(Saved entries)
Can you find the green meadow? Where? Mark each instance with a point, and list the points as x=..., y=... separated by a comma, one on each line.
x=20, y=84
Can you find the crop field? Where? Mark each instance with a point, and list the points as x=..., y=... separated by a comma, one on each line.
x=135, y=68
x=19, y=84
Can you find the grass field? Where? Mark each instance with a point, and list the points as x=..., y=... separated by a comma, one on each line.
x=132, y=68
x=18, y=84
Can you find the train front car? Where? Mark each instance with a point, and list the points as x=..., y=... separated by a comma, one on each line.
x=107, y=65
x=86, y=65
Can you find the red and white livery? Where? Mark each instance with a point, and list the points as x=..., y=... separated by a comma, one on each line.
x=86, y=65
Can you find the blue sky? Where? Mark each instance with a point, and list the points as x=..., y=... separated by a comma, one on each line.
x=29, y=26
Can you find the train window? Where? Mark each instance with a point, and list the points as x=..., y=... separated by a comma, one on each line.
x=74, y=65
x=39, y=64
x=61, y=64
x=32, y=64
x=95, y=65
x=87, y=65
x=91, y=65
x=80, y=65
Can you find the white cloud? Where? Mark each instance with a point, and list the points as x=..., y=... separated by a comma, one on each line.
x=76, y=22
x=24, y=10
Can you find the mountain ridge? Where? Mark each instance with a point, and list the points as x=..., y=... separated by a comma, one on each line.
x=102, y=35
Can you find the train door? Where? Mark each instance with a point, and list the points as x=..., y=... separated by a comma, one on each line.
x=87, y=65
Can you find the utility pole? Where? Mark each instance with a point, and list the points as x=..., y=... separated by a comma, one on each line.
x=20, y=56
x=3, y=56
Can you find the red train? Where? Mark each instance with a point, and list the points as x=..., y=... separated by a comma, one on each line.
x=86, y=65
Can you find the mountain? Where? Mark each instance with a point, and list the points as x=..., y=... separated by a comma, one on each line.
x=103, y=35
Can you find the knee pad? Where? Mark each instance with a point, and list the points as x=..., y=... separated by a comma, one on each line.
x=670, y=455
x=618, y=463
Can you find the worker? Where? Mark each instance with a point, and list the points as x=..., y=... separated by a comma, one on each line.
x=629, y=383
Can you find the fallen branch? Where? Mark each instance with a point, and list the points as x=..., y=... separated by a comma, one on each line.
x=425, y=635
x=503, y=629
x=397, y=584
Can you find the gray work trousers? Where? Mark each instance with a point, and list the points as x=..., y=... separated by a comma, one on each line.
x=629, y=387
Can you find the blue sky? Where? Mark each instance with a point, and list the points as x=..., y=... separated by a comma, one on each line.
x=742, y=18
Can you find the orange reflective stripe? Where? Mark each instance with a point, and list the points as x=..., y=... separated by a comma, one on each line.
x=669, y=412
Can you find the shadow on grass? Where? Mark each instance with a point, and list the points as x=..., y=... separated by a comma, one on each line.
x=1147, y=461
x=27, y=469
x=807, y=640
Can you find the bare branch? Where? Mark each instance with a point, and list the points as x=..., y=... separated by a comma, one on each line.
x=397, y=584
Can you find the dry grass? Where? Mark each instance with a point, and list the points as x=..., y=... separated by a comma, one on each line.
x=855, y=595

Work to complete: Word for word, copy out all the data given above.

Answer to the exercise:
Can you find the green meadow? Where? Mark each instance with a point, and list the points as x=..., y=... separated by a comma, one on each line.
x=20, y=84
Can you find the crop field? Where? Mark each instance with a point, and list the points as x=..., y=... separated by a comma, one on each line.
x=135, y=68
x=19, y=84
Can you find the grass field? Where? Mark each instance with a point, and list the points as x=..., y=... separated by a comma, one on each line.
x=132, y=68
x=18, y=84
Can you find the train front car? Where? Mark each instance with a point, and list the points as x=..., y=... separated by a comma, one on each line.
x=107, y=65
x=86, y=65
Can you find the red and white livery? Where? Mark each instance with a point, and list the points as x=..., y=... separated by a comma, one on each line.
x=86, y=65
Can you find the blue sky? Where? Mark each instance with a point, and list the points as x=..., y=... separated by a comma, one on each line.
x=29, y=26
Can you find the train window? Where? Mark each instance with a point, and list the points as x=..., y=... separated by a comma, one on each line.
x=74, y=65
x=39, y=64
x=61, y=64
x=32, y=64
x=95, y=65
x=87, y=65
x=91, y=65
x=80, y=65
Can you find the white cloud? Where? Mark each instance with a point, and list the points as x=..., y=... separated by a comma, one on each line.
x=76, y=22
x=24, y=10
Can you find the mountain ridge? Where? Mark each instance with a point, and list the points as x=..., y=... separated by a comma, one on each line.
x=102, y=35
Can you find the train door? Where? Mark each instance with a point, and list the points as x=..., y=... separated by a comma, one on each line.
x=87, y=65
Can you find the utility pole? Where? Mark each instance with a point, and list the points as x=..., y=... separated by a comma, one on each line.
x=20, y=56
x=3, y=56
Can you find the red train? Where? Mark each instance with a point, and list the points as x=..., y=... separated by a comma, one on each line.
x=86, y=65
Can you find the mountain? Where? Mark each instance with a point, and list the points as x=..., y=... separated by a comma, one on each line.
x=103, y=35
Can you find the knee pad? Where? Mark each instance with a point, and list the points as x=..., y=... separated by a comma, one on each line.
x=670, y=455
x=618, y=463
Can you find the worker? Where? Mark each instance with a point, and list the points as x=..., y=... separated by a comma, one on each line.
x=629, y=383
Can you find the fallen branch? Where? Mark each instance with a point, and list the points as x=..., y=... separated by a comma, one on each line.
x=425, y=635
x=503, y=629
x=397, y=584
Can you find the gray work trousers? Where? Mark each instance with a point, and list the points as x=..., y=... separated by a comma, one on each line.
x=629, y=387
Can you find the blue sky? Where? Mark each instance with a point, and list the points as x=..., y=... separated by a comma, one on each line.
x=742, y=18
Can you find the orange reflective stripe? Where? Mark each instance with a point, and list the points as x=..., y=... separated by a comma, one on each line.
x=669, y=412
Can you find the shadow on grass? Where? Mark each instance with a point, and list the points as x=..., y=... separated by a comma, one on each line.
x=1147, y=461
x=27, y=469
x=807, y=640
Can you find the bare branch? Where? Mark each instance with a point, and list the points as x=..., y=... separated by a comma, one on each line.
x=397, y=584
Can you find the dry grass? Where? Mark each instance with a point, and list the points as x=..., y=... separated by a comma, one on each line.
x=855, y=595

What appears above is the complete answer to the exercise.